Requirements:
Retype the material below without changing a single character.

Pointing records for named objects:
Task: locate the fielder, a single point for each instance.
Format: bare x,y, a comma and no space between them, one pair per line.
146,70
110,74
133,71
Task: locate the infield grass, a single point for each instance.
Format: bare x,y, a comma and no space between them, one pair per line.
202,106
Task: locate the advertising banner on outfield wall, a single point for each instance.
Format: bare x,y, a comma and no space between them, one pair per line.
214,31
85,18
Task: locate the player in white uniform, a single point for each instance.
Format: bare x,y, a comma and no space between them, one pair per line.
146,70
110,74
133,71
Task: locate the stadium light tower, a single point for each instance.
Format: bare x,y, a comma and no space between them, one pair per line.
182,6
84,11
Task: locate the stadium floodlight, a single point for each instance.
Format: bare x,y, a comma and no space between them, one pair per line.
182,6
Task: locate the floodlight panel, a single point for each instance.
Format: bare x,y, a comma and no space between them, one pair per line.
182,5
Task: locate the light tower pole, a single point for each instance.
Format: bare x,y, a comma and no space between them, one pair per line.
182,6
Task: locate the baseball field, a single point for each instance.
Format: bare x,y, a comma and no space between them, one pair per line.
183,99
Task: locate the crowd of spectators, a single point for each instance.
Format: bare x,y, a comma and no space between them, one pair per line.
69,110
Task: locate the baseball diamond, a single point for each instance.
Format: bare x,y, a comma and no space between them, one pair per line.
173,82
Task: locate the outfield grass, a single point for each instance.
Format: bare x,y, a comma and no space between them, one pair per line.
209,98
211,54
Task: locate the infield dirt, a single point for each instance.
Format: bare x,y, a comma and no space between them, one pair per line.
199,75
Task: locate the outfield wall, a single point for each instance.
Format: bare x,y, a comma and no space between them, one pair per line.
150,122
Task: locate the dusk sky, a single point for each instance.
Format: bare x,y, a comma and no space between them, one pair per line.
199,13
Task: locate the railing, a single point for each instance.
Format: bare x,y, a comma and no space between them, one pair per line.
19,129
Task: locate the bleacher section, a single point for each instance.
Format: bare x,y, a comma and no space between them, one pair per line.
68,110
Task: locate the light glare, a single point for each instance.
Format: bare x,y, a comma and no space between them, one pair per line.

Written solution:
Task: locate the fielder, a single point for each instance.
Format: bare x,y, a comma and no space between them, one pair per line.
146,70
110,74
133,71
Task: locate the infield grass, a single point for each instance.
Format: bare x,y, a comma and no space between them, one pair per line.
202,106
Task: locate the advertising banner on outfield wall, a single point for each instance.
Format: bare x,y, a comma and no space between them, one pair per line.
214,31
85,18
Task: locate the player in white uniform, a single point for each instance.
Format: bare x,y, a comma and no space between them, one pair per line.
146,70
110,74
133,71
Task: locate the stadium light tower, a single point for each instance.
Format: bare x,y, a comma and no space between them, one pair per line.
182,6
84,11
Task: locate the stadium floodlight, a single point for each instance.
Format: bare x,y, a comma and no space between them, one pair per line.
182,6
Task: locate the floodlight panel, a single point for each instance.
Format: bare x,y, a comma and no space between them, one pair per line.
182,5
Task: locate the light tower pole, a single point for each instance.
Format: bare x,y, a comma and no space between them, one pair per line.
182,6
Task: locate the baseball field, a single point for each instance.
Format: bare x,y, a comma and no space between them, one pair per line.
183,99
Task: locate the crowd of spectators, a single point for each instance.
Format: bare x,y, a comma and no space between them, one pair per line.
69,110
Task: locate the baseball diamond, a single point for each instance.
Format: bare x,y, a comma and no space between them, one pair per line.
173,82
Task: locate the outfield grass, a single point for each instance.
Format: bare x,y, a comma and no space between them, one pair per line.
209,98
211,54
Task: locate the infield dirt, a single point for each instance.
Format: bare x,y, a comma and no space between them, one pair per line.
199,75
Task: locate the outfield wall, a single point for each instance.
Format: bare x,y, a comma and no space between them, one pair per line.
150,122
Task: locate the dusk sky, a single point for each instance.
Format: bare x,y, a comma and no space between them, one pair per line.
199,13
Task: locate the railing, a single point for each instance.
Format: bare x,y, a comma and no space between them, one pair per line.
19,129
Task: locate the bleacher section, a single point for each instance.
Format: bare x,y, a comma and no space between them, one pair per line.
68,110
Task: locate the light glare, a single point for each instance.
Format: bare x,y, a comma and no space between them, one pair per line.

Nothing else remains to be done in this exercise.